Starting January 1, 2014, employers employing a certain number of employees will be subject to the Employer Shared Responsibility provisions under Section 4980H of the Internal Revenue Code, which subjects an employer to an assessment for the failure to offer its full-time employees health coverage that is affordable and provides a minimum value. These provisions will generally apply to “applicable large employers.”
The Code and Regulations define how an “applicable large employer” and full-time employee status will be determined, and how an assessable payment will be calculated and assessed. The regulations also provide a number of new safe harbors for employers who offer coverage to their full-time employees, as well as transition relief for the first year of application.
Full Time Employee
A full time employee is defined by the statute as an individual employed on average at least 30 hours per week (half time would be 15 hours per week).
Applicable Large Employers
An “applicable large employer” is an employer that employs:
- at least 50 full-time employees, or
- a combination of full-time and part-time employees that equals at least 50
For example, 40 full time employees (those employed 30 or more hours per week on average) plus 20 half time employees (those employed 15 hours per week on average) are equivalent to 50 full time employees.
To see whether an employer meets the large employer threshold, an employer can average their number of employees for the year. The averaging helps take into account fluctuations employers may experience in their work force numbers for the year. Employers with employees working abroad generally will take into account only work performed in the United States.
An “applicable large employer” generally will be liable for an Employer Shared Responsibility payment only if:
- they do not offer health coverage, or
- if coverage is offered to less than 95% of its full-time employees, and
- at least one of the full-time employees receives a premium tax credit to help pay for coverage on an Exchange.
The employer could also be liable if they offer health coverage to at least 95% of its full-time employees, but at least one full-time employee receives a premium tax credit to help pay for coverage on an Exchange.
If an employee’s share of the premium for employer-provided coverage costs the employee more than 9.5% of their annual household income, the coverage is not considered affordable for that employee. When multiple healthcare coverage options are offered, the affordability test applies to the lowest-cost option available to the employee that also meets the minimum value requirement. A minimum value calculator can be used to get a determination as to whether the plan provides minimum value by covering at least 60 percent of the total allowed cost of benefits that are expected to be incurred under the plan.

*Your tasks*.
A – Which distinct percentages appear in the employer shared responsibility text? List each one once.
B – Gather every line in the entries below that contains the word "wooden".

*Rows*.

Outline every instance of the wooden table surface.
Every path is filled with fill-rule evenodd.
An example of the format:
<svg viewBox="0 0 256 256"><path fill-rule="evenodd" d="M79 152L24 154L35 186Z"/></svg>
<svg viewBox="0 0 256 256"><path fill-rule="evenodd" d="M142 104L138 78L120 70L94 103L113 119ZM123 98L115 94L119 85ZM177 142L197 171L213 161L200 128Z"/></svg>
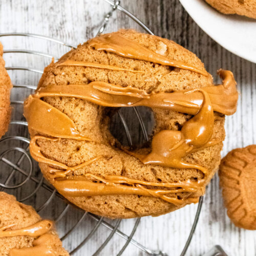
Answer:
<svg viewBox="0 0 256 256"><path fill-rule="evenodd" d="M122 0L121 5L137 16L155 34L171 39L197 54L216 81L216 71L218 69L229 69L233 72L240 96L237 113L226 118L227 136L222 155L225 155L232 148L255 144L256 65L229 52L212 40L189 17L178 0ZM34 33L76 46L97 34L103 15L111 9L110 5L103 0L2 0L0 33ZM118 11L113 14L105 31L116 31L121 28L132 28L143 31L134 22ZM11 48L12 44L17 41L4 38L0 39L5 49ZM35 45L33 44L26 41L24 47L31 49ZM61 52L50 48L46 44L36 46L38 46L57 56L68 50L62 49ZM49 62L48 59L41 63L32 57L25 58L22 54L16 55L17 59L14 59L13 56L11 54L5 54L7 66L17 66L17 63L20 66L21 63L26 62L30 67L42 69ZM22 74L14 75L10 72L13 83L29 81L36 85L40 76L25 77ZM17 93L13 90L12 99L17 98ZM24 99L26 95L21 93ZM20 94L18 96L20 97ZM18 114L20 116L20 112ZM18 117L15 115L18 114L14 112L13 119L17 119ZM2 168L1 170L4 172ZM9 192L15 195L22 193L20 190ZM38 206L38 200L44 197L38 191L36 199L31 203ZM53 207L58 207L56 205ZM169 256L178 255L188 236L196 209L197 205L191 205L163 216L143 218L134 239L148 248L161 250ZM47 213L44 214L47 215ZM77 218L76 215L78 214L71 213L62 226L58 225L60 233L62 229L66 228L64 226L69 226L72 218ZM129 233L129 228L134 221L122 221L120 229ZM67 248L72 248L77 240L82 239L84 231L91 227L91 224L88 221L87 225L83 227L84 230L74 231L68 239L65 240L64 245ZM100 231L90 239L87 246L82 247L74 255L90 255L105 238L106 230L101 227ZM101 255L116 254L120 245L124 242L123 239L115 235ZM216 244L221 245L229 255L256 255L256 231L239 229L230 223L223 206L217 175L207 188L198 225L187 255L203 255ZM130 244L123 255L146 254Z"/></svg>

*Results in order*.
A – 95%, 9.5%, 60 percent

B –
Outline every instance of the wooden table surface.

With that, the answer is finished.